◆ EXCERPT TO READ
┌──

What Did Proto-Indo-European Sound Like?

That would be the original mother tongue of most us.

Linguists have recently reconstructed what a 6,000 year-old-language called Proto-Indo-European might have sounded like. This language was the forerunner of many European and Asian languages, and now you can listen to what it may have sounded like.

Over at Archaeology magazine, Kentucky linguist Andrew Byrd does a dramatic reading of a story written using only the vocabulary we are certain existed 6,000 years ago. Eric Powell explains:

Proto-Indo-European (PIE) was spoken by a people who lived from roughly 4500 to 2500 B.C., and left no written texts. The question became, what did PIE sound like? In 1868, German linguist August Schleicher used reconstructed Proto-Indo-European vocabulary to create a fable in order to hear some approximation of PIE. Called “The Sheep and the Horses” . . . As linguists have continued to discover more about PIE, this sonic experiment continues and the fable is periodically updated to reflect the most current understanding of how this extinct language would have sounded when it was spoken some six thousand years ago. Since there is considerable disagreement among scholars about PIE, no one version can be considered definitive.

└──

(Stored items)

┌──

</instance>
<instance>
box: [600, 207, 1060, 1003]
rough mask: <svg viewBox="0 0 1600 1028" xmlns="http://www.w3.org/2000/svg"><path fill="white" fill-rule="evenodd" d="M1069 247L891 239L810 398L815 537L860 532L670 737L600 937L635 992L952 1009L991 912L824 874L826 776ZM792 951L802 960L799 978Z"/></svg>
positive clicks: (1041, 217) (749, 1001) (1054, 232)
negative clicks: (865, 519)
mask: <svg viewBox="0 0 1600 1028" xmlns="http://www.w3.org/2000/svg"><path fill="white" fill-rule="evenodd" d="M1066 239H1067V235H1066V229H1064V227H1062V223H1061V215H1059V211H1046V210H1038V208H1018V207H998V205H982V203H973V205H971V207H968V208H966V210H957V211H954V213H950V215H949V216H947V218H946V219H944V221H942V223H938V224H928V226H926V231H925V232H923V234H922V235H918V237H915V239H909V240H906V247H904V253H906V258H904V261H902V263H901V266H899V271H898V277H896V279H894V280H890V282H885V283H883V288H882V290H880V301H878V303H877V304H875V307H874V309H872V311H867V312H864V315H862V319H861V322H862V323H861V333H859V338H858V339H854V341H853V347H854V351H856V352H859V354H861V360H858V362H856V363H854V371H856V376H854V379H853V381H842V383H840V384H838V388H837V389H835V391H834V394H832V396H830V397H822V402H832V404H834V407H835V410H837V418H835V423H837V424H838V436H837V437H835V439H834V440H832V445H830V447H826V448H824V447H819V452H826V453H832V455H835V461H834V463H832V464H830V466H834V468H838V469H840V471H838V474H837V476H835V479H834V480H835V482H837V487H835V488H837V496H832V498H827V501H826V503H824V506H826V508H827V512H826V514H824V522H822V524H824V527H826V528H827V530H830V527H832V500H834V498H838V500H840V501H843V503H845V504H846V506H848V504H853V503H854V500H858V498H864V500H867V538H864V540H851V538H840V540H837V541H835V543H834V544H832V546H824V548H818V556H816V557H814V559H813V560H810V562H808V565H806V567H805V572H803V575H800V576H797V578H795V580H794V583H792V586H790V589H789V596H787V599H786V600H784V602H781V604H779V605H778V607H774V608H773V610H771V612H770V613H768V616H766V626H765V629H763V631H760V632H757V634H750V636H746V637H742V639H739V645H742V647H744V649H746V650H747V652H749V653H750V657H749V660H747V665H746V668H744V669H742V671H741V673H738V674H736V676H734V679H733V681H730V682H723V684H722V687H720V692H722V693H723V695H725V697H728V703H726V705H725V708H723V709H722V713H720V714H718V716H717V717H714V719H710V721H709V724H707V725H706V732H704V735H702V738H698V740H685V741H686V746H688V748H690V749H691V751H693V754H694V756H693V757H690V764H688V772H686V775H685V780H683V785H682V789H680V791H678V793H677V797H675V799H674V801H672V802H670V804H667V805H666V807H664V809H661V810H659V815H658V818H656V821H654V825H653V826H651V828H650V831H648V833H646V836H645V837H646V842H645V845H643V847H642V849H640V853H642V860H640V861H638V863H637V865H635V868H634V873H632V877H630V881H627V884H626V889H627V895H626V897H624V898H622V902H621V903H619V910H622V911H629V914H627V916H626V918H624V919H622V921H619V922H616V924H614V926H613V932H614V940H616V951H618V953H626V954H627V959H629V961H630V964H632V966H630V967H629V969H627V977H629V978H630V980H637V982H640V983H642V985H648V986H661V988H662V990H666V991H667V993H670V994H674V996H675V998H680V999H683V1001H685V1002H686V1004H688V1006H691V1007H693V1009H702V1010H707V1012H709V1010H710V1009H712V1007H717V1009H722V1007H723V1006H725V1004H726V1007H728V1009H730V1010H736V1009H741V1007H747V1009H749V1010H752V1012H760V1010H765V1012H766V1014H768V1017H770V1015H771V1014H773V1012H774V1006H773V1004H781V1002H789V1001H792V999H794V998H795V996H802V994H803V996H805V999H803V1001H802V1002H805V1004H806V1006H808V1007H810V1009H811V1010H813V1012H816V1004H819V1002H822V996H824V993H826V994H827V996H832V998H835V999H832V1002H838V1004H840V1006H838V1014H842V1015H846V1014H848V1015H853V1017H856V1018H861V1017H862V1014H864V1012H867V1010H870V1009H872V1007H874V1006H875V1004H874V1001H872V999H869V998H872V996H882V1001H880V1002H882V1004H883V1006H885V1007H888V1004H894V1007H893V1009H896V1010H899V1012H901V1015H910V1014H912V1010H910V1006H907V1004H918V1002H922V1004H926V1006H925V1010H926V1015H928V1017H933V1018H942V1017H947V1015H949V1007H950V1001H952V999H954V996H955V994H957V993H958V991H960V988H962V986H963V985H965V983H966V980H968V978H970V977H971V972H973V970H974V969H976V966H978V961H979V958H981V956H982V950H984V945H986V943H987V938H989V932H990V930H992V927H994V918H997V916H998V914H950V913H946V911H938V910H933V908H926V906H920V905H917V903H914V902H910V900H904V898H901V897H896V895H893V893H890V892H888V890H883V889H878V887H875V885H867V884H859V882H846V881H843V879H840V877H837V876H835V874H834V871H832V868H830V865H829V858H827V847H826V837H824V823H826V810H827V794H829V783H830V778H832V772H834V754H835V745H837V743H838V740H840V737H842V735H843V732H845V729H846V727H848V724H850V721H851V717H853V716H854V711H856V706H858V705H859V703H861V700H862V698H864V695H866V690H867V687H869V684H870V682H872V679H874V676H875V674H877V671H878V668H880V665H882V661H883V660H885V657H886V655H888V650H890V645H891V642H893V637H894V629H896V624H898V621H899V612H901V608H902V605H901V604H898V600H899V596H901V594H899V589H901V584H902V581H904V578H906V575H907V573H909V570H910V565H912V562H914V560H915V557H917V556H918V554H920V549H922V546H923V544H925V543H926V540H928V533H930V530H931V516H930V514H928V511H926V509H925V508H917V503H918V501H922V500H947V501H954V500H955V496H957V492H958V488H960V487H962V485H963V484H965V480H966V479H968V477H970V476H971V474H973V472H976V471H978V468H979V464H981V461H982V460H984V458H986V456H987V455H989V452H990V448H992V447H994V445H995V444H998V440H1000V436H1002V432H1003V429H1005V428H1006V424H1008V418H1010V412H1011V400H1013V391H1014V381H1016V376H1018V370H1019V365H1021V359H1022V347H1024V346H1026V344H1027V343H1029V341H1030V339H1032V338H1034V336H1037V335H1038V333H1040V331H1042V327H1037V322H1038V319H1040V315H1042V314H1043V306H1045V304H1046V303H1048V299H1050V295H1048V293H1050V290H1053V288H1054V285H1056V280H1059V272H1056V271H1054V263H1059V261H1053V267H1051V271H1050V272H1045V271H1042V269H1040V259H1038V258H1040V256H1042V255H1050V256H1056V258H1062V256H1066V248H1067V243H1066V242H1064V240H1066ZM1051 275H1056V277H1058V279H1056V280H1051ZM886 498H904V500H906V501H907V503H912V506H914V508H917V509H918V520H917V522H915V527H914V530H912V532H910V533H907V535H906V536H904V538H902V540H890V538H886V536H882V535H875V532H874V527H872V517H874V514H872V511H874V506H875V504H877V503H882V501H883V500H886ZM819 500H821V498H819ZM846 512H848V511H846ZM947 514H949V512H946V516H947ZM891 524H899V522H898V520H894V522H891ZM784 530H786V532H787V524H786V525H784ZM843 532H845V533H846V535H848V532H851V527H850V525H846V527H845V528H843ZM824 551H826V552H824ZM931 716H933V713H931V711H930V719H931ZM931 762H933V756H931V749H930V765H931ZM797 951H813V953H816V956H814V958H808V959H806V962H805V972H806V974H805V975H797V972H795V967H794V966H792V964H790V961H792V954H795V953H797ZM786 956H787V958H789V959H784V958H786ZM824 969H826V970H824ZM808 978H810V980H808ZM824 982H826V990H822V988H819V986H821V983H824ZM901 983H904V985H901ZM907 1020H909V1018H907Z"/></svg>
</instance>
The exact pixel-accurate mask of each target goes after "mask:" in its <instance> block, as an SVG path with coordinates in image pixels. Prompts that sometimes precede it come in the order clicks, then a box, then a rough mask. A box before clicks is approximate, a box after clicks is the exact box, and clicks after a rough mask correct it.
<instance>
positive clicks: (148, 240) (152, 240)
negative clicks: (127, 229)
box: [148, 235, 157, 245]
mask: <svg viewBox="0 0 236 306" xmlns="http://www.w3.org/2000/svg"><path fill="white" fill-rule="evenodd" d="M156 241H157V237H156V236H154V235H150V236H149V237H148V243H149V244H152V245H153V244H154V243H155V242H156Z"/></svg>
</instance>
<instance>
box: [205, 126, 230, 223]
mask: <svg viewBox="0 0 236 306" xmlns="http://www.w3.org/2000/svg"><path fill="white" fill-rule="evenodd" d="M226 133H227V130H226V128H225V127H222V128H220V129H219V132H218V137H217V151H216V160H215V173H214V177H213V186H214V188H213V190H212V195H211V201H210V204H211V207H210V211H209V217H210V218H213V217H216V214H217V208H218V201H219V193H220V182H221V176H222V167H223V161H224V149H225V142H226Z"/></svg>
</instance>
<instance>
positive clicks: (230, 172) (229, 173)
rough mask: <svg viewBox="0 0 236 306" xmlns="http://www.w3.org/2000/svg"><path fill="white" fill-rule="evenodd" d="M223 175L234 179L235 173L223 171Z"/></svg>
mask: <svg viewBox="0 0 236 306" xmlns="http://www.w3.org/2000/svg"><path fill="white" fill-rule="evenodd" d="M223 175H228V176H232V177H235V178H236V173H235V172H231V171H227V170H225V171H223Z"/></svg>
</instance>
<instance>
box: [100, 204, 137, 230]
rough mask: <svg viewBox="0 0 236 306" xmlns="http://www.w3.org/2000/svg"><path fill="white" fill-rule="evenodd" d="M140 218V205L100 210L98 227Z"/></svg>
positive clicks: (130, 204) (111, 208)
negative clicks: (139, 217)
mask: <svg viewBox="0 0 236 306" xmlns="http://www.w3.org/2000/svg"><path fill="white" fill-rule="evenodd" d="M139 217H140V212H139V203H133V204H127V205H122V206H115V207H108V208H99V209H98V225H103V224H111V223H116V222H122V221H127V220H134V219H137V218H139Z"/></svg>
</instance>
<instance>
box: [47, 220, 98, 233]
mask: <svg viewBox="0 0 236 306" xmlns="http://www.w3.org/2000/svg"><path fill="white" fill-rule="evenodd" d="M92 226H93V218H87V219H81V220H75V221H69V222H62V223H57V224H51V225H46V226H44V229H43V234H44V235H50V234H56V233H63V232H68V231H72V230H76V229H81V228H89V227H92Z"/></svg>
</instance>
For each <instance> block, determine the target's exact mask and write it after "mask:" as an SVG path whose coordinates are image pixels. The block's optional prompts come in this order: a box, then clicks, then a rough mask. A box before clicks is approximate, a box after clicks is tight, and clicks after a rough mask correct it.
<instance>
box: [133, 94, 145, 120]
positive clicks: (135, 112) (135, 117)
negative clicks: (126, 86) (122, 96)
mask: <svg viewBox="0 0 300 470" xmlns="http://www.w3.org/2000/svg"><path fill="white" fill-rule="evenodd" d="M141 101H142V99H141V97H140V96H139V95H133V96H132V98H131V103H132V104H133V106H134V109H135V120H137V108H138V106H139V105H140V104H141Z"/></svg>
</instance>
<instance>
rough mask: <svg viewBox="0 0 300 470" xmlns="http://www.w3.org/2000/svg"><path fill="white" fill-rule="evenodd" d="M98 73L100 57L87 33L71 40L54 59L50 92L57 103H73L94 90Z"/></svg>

└──

◆ TASK TO COMPLETE
Please list every person named in the Proto-Indo-European article. These rows have no connection to the passage on Proto-Indo-European.

◆ TASK RESPONSE
Andrew Byrd, Eric Powell, August Schleicher